• [Brief A]
Copy the lines of the listing below word for word, from the line containing "The component shall return one point per instance of the paved" through the last line of the listing, both included.

• [Excerpt to read]
# Upcoming Crappie Seminars



## Big Daddy (Apr 6, 2004)

I have TWO crappie fishing seminars scheduled in April, so it you want to come out and talk SLABS, feel free!

First one is at Bass Pro Shops/Rossford on April 11. I'll be giving TWO seminars that day, one at 11AM and one at 2PM. After each seminar I will demonstrate some of the lures in the BIG fishtank in the store! For more info and to pre-register, call the store.

The second is going to be held at LAND BIG FISH in Akron on Thursday, April 25 at 6PM. 

I'll be discussing several different tactics for catching crappies during all seasons of the year, plus some specifics of what works in the different bodies of water in Ohio that hold crappie. I may even give up a few good spots!

Come out and say HI!


----------



## plsplns (Aug 21, 2009)

Thanks Big D, Gonna need all that great info. I realy want to find these fish this year. I'll see ya at one of these I'm sure. Will you also dicuss the use of the larger crappie poles like BNM or uncle bucks?. Thanks


----------



## Big Daddy (Apr 6, 2004)

Yes I will. See you then.


----------



## zmarshall09 (Mar 4, 2010)

I have wanted to go to Land big fish and check it out. This just might be a good excuse to make the trip.


----------



## Mikey Z (Feb 18, 2009)

Carl, Just wondering if you will have any microspoons on hand for sale or discussing the different techniques you use while fishing them, at BPS. I'm getting hooked on them myself and I really don't want to want three weeks for them to arrive. Looking forward to the seminar.

C U Sunday

Mike


----------



## Big Daddy (Apr 6, 2004)

If you want, I can stop by West Branch Bait and Tackle for you. They sell them there. Linda at Causeway bait and Tackle also sells them.

What colors you looking for? I don't have any for sale but I can pick you up some and bring them out if you want.


----------



## Mikey Z (Feb 18, 2009)

Carl

That would be great. I would like Junebug, Chart, Candy Red, Yellow/Fl Green and pick me out one of your favorites. I'll see you Sunday. Thanks Carl.

Mike


----------



## joerugz (Feb 28, 2007)

Carl, April 25th is a Sunday. Did you mean Thursday the 22nd?


----------

• [Brief B]
According to the crappie seminar thread, at which store will the April 11 seminars take place?

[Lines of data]
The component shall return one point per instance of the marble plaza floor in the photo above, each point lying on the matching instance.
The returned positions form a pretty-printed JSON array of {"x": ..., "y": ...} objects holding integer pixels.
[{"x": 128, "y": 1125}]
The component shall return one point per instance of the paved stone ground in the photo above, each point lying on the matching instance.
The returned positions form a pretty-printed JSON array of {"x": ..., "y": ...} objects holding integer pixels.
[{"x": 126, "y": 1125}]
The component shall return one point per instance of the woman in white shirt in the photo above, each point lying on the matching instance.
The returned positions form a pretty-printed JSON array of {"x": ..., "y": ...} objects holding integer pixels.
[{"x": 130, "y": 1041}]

• [Response A]
The component shall return one point per instance of the paved stone ground in the photo above, each point lying on the matching instance.
The returned positions form a pretty-printed JSON array of {"x": ..., "y": ...} objects holding integer pixels.
[{"x": 126, "y": 1125}]
The component shall return one point per instance of the woman in white shirt in the photo above, each point lying on the matching instance.
The returned positions form a pretty-printed JSON array of {"x": ..., "y": ...} objects holding integer pixels.
[{"x": 130, "y": 1041}]

• [Response B]
Bass Pro Shops/Rossford.